** Begin RECORD SET **
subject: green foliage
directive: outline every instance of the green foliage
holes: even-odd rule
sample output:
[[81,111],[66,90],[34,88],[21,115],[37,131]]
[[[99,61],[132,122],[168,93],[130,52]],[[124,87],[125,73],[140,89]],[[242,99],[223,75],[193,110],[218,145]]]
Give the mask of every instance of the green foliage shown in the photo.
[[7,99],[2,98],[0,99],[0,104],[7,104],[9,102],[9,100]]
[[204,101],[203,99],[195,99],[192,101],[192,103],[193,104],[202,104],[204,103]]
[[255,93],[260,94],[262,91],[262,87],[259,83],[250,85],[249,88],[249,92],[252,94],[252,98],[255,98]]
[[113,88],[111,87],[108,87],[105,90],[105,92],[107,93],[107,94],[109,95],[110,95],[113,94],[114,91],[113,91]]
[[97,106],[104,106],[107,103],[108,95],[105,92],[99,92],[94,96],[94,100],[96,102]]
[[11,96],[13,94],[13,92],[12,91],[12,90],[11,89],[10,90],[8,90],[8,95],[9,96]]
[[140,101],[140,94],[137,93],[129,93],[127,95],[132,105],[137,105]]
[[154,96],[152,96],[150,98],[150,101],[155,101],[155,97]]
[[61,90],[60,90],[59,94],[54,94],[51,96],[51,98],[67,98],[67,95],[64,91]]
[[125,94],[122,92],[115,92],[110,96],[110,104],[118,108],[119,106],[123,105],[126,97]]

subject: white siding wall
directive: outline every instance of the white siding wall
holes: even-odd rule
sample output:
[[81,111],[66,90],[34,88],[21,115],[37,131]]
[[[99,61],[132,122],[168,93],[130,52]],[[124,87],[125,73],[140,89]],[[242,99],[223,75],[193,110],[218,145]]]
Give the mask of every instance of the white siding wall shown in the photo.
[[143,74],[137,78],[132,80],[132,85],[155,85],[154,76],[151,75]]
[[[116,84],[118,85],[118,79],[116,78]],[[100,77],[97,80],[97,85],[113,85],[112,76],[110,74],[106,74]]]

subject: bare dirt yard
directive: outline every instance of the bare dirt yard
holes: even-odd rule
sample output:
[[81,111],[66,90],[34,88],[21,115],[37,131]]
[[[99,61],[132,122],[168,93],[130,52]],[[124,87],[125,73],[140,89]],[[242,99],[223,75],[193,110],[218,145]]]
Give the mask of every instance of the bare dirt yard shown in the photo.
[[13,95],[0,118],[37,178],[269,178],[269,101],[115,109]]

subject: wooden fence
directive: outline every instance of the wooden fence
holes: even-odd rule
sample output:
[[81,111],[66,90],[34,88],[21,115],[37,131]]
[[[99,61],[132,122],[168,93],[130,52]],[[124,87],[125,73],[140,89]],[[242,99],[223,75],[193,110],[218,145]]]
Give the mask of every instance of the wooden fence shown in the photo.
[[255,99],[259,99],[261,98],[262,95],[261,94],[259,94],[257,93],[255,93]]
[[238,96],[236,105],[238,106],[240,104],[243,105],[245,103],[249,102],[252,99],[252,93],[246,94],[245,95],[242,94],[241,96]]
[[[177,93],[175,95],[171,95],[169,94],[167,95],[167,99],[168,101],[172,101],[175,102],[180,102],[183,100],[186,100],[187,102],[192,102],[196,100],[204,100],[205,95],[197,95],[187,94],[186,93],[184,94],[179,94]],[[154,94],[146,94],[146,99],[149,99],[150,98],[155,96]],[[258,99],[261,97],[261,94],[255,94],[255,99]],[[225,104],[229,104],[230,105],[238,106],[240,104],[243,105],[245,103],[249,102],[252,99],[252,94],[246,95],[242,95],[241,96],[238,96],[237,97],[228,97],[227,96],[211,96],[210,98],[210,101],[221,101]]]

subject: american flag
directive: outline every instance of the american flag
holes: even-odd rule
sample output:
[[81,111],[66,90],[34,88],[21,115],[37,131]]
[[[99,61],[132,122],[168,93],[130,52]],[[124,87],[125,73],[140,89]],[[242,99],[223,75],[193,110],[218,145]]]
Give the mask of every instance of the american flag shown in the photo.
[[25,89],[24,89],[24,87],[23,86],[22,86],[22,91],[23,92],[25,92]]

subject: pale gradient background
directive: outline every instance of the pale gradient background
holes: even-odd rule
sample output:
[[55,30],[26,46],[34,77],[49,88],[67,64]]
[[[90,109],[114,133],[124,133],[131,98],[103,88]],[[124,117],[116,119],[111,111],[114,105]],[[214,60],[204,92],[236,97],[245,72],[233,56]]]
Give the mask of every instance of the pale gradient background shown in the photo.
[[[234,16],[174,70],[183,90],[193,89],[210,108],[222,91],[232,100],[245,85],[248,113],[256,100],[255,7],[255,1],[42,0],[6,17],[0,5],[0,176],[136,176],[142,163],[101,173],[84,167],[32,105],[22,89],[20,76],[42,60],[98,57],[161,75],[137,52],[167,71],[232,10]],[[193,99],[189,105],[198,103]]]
** End RECORD SET **
= PROBLEM STATEMENT =
Recast as a JSON list of strings the lines from the one containing "subject: white siding wall" through the one containing "[[13,95],[0,118],[37,178],[269,178],[269,101],[115,109]]", one string per line and leaving out blank lines.

= FINISHED EXERCISE =
[
  "subject: white siding wall",
  "directive: outline every instance of the white siding wall",
  "holes: even-odd rule",
  "sample output:",
  "[[81,111],[66,90],[34,88],[21,115],[37,131]]",
  "[[[99,61],[132,122],[168,93],[130,52]],[[124,87],[125,73],[140,89]],[[242,99],[223,75],[193,110],[218,145]]]",
  "Give the mask of every instance of the white siding wall shown in the photo.",
  "[[143,74],[137,78],[132,80],[132,85],[155,85],[154,76],[151,75]]",
  "[[[116,84],[118,85],[118,79],[116,78]],[[100,77],[97,80],[97,85],[113,85],[112,76],[110,74],[106,74]]]",
  "subject: bare dirt yard",
  "directive: outline every instance of the bare dirt yard",
  "holes: even-odd rule",
  "sample output:",
  "[[81,111],[66,90],[34,88],[21,115],[37,131]]",
  "[[[99,61],[132,122],[168,93],[130,52]],[[124,87],[125,73],[140,89]],[[242,99],[223,75],[193,110],[218,145]]]",
  "Give the mask of every instance of the bare dirt yard shown in the photo.",
  "[[13,95],[0,118],[37,178],[269,178],[269,101],[115,109]]"
]